Objectif visé A
Dressez la liste de tous les êtres qui, d'après le texte sur la création, reçoivent leur nourriture de Dieu dans la seconde partie du 6ème jour.
Objectif visé B
Recopiez, s'il vous plaît, un passage du texte sur la création : commencez aux mots « Mais il faut » et arrêtez-vous après « le 7ème jour. ».

Texte
______

Mais il faut aussi relever que la création de l'être humain ne se passe pas au cours d'un jour qui lui est réservé. Il est créé le même jour que les animaux terrestres. Et dans la seconde partie de ce 6ème jour, on voit que, comme les bêtes sauvages, les oiseaux et tout ce qui rampe sur le sol, l'être humain reçoit sa nourriture de Dieu. Ainsi, même s'il apparaît comme un être unique au sein de la création, il n'est pas mis sur un piédestal. En dépit de la place particulière qu'il occupe, il reste proche et solidaire des animaux, dépendant comme eux de Dieu et de son environnement pour se nourrir et pour vivre. Et finalement, ce n'est pas avec la création de l'être humain que le récit se termine. La finale est constituée par le 7ème jour.

______

Extrait de référence
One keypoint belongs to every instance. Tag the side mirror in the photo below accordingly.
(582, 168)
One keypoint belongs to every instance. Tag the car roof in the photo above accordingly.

______

Résultat final A
- les bêtes sauvages
- les oiseaux
- tout ce qui rampe sur le sol
- l'être humain

Résultat final B
Mais il faut aussi relever que la création de l'être humain ne se passe pas au cours d'un jour qui lui est réservé. Il est créé le même jour que les animaux terrestres. Et dans la seconde partie de ce 6ème jour, on voit que, comme les bêtes sauvages, les oiseaux et tout ce qui rampe sur le sol, l'être humain reçoit sa nourriture de Dieu. Ainsi, même s'il apparaît comme un être unique au sein de la création, il n'est pas mis sur un piédestal. En dépit de la place particulière qu'il occupe, il reste proche et solidaire des animaux, dépendant comme eux de Dieu et de son environnement pour se nourrir et pour vivre. Et finalement, ce n'est pas avec la création de l'être humain que le récit se termine. La finale est constituée par le 7ème jour.